2. How does nature make physical things disappear into systems? Nature does not deal in “things”. No “things” in nature are separate from nature (including humans).
Benyus provides examples of biomimicry and insight into several big ideas from biology:
1. Self-assembly. The production of computer chips results in the production of carcinogens. Benyus says that there is a diatom (a small organism) that contains silicates that involves a bio mineralization process that is now being mimicked to create computer chips without the carcinogens. Another example is a species of brittle star whose a skeleton is coated with eye like lenses that are superior to those manufactured in labs. Researchers have indicated that these lenses have absolutely no distortion whatsoever and, interestingly, these lenses also self assemble. There is also a sea sponge that has fiber optics that work better at moving light than the fiber optics that we currently manufacture and the fiber optics from the sea sponge can even be tied into a knot.

────────

USING THE INFORMATION>
a) Decide whether each statement below agrees with the biomimicry text. Answer yes or no for each, and quote the words of the text that settle it.
(i) The text says humans are separate from nature.
(ii) The fiber optics from the sea sponge can be tied into a knot.
(iii) A process found in a diatom is being copied to make computer chips without carcinogens.
b) Carry the biomimicry passage forward from its last sentence.

────────

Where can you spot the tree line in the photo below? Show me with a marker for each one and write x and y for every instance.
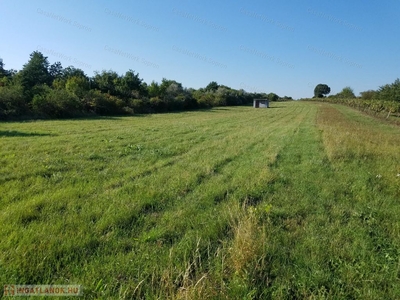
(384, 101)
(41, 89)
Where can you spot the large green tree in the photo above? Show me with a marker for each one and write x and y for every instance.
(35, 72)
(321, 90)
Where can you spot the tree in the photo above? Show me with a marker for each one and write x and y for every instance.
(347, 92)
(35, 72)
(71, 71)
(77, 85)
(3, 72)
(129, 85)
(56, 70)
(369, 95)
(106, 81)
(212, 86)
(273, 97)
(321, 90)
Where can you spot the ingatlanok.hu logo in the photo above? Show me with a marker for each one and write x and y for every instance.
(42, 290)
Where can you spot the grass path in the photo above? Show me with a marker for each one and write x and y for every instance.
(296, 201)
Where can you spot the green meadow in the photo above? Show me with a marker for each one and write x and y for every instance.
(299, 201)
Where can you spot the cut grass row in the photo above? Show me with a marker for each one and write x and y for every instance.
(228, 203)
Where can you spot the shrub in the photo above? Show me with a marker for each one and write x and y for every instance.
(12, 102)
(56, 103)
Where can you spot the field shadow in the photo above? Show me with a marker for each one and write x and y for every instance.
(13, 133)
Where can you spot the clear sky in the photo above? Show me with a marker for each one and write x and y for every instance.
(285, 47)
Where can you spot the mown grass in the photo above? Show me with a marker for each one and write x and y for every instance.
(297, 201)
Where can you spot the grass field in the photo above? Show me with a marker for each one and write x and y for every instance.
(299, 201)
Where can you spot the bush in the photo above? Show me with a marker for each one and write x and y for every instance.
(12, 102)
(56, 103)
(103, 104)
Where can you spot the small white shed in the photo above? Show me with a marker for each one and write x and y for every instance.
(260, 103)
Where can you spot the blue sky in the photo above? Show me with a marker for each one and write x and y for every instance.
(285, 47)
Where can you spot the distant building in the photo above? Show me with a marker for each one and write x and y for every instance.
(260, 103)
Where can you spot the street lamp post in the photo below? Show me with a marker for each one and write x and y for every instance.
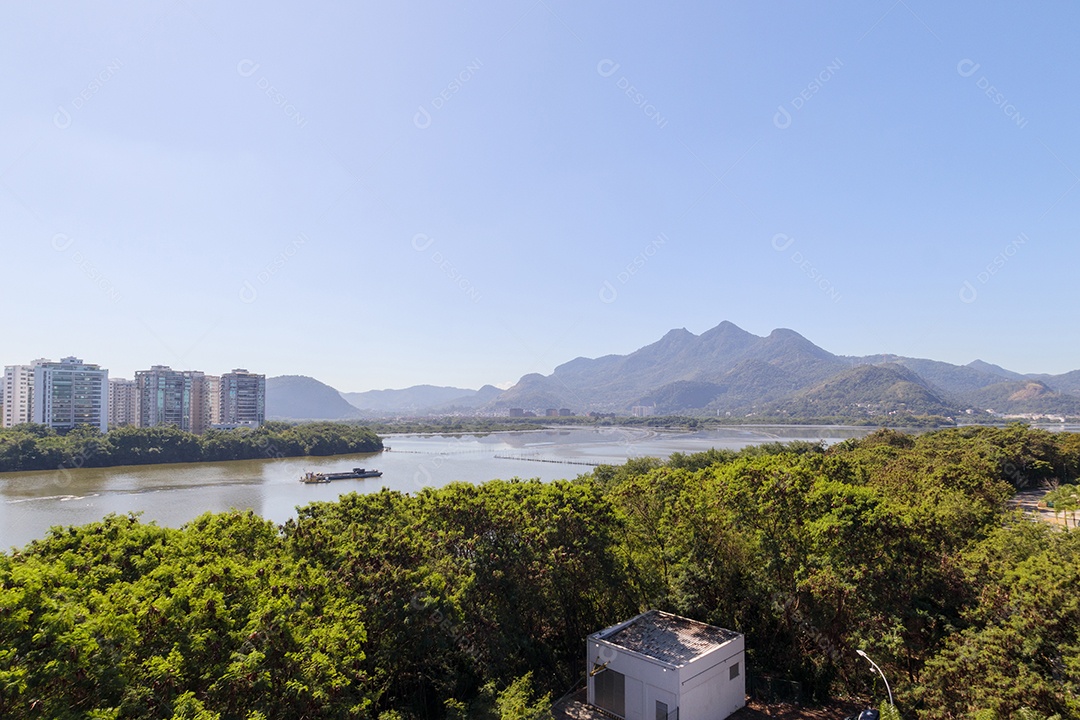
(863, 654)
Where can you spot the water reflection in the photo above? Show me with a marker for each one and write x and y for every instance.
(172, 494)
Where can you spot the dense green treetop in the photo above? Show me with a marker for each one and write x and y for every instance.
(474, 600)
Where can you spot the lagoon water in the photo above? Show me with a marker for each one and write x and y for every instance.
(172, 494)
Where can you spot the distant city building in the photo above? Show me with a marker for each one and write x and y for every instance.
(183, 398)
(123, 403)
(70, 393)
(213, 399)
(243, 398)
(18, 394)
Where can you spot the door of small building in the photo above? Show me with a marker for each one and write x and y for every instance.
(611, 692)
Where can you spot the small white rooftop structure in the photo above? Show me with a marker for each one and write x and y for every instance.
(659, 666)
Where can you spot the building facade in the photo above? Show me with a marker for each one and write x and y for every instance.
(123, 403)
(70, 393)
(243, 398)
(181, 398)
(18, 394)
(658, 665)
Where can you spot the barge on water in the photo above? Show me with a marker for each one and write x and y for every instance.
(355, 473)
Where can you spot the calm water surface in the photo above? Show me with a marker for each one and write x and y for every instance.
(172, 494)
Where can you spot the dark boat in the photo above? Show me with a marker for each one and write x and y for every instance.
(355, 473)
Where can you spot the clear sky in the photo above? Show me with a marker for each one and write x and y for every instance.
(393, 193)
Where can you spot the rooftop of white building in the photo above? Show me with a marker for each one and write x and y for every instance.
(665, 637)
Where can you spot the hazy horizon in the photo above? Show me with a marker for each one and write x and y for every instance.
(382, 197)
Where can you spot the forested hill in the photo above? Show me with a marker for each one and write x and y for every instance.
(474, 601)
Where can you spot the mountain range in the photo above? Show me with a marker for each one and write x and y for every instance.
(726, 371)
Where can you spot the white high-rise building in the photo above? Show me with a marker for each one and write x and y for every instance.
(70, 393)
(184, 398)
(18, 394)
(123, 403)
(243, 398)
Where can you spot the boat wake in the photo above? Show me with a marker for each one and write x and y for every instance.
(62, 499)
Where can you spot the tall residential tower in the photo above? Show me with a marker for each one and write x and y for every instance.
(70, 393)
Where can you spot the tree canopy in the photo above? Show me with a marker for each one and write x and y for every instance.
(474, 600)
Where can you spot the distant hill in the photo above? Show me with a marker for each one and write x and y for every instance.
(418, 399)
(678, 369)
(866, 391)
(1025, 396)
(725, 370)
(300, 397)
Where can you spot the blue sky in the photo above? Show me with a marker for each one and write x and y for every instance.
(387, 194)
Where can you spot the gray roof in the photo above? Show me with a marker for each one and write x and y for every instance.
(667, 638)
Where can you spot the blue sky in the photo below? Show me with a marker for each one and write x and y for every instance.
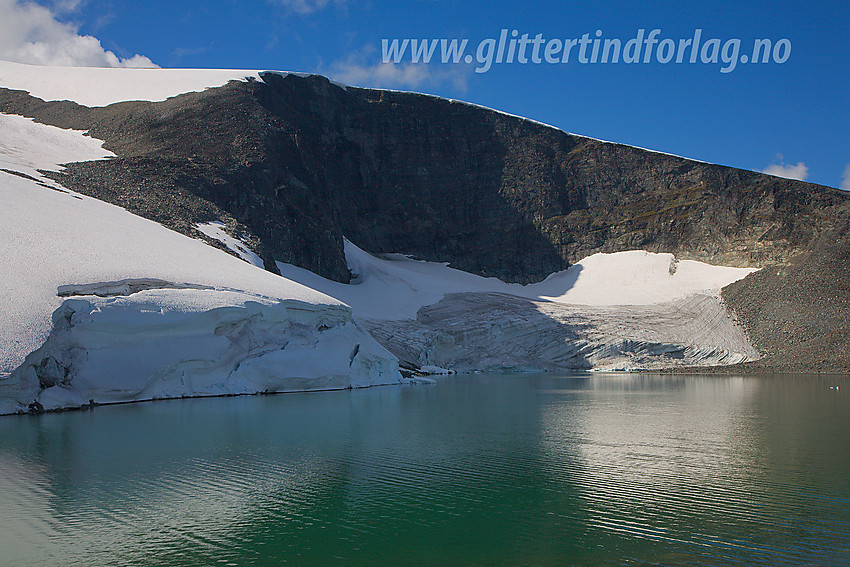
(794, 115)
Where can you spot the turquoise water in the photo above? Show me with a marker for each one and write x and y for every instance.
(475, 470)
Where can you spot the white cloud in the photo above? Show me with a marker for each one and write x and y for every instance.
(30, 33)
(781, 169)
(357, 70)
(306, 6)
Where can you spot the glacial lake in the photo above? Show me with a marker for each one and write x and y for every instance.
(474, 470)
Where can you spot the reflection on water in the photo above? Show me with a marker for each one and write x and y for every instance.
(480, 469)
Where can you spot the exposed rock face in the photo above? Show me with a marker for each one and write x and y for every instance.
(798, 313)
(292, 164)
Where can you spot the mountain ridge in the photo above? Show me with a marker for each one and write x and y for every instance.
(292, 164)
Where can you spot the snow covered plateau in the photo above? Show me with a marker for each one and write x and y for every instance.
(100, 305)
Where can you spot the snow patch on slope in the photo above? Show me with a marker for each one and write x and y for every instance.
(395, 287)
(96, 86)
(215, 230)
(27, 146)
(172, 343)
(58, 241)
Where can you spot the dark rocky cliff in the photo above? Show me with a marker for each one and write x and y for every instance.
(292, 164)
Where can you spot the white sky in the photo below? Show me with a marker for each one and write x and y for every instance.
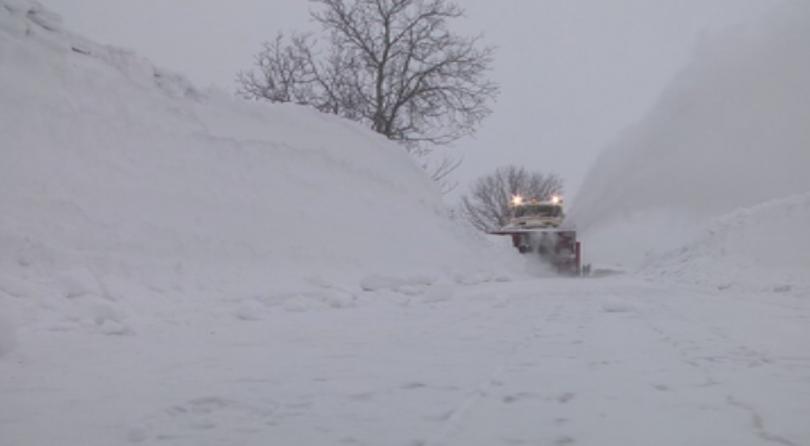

────────

RESPONSES TO THE TASKS>
a)
(i) No: "No “things” in nature are separate from nature (including humans)."
(ii) Yes: "the fiber optics from the sea sponge can even be tied into a knot"
(iii) Yes: "is now being mimicked to create computer chips without the carcinogens"

b)
2. Carbon dioxide as a feedstock. CO2 is not an enemy just because we exhale it. Plants use CO2 to construct many important compounds. One researcher has found a way to use a catalyst to make polycarbonates (biodegradable plastic structures) out of CO2.
3. Solar transformations. Some researchers are mimicking the energy harvesting device inside of purple bacteria.
4. The power of shape. The fins of Wales have tubicles and these little bumps actually increase efficiency of movement. If used on the edge of an airplane they have been found to increase efficiency by up to 32%. This obviously has significant implications for the use of fossil fuels.
5. Color without pigments. As a peacock whose bluish color occurs due to shape as opposed to pigments. Light bounces off certain layers in a process called thin film interference. This creates the possibility of using light and layers in a way to create color instead of using paint or some other similar coloring mechanism
6. Cleaning without detergents. A leaf has an outside layer that enables self-cleaning with water. There is one company that is mimicking this process in a building where the building is self-cleaning with water.
5. Quenching thirst. The Namibian beetle pulls water out of fog and the pill bug can pull water out of air (it does not drink fresh water). This has significant implications for the availability and production of water.
6. Metals without mining. Benyus says that separation technologies will be critical asks, what if we could separate metals from waste streams? This is what microbes do.
7. Green chemistry. This natural chemistry is replacing industrial chemistry. Benyus says that nature only uses a subset of the elements in the periodic table but industrial chemistry uses virtually all of them.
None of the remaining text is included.